• _DATA SHOWN_:
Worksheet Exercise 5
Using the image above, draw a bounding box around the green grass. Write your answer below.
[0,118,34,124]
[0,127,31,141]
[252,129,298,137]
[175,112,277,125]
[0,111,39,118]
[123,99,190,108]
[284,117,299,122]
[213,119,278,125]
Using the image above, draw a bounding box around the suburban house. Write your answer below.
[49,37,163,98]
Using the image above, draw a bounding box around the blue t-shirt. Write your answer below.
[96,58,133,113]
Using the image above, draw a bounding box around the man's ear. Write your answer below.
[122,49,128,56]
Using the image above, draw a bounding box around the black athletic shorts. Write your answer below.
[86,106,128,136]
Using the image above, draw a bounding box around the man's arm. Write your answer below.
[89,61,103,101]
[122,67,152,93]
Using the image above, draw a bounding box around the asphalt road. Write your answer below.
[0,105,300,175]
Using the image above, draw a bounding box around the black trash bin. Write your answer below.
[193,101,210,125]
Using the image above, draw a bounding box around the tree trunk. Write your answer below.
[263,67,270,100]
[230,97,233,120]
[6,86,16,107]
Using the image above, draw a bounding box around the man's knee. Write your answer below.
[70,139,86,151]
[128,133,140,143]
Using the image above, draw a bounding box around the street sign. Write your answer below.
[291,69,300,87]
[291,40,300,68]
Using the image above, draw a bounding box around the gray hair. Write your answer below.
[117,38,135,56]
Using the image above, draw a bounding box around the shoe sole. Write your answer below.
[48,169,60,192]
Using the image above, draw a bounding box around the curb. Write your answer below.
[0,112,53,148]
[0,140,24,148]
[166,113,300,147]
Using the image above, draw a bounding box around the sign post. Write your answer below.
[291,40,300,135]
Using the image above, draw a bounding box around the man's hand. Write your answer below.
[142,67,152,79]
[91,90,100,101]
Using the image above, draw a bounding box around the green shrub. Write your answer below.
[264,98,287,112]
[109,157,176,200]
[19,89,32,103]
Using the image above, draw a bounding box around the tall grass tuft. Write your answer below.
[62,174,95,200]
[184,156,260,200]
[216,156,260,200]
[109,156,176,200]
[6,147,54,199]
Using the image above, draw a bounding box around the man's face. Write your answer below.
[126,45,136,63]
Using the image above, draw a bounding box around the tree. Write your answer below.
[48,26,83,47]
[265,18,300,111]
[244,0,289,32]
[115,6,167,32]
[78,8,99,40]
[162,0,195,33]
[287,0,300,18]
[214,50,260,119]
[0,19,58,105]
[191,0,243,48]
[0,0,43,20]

• _WHAT TO WORK ON_:
Select every line in the material above that contains the string "grass", and copy each one out. Uppercase and lowercase count as different.

• _FINISHED EXERCISE_:
Using the image above, draw a bounding box around the green grass. Write your answer below.
Using the image above, draw a bounding box around the tall grass tuft. Write your answer below.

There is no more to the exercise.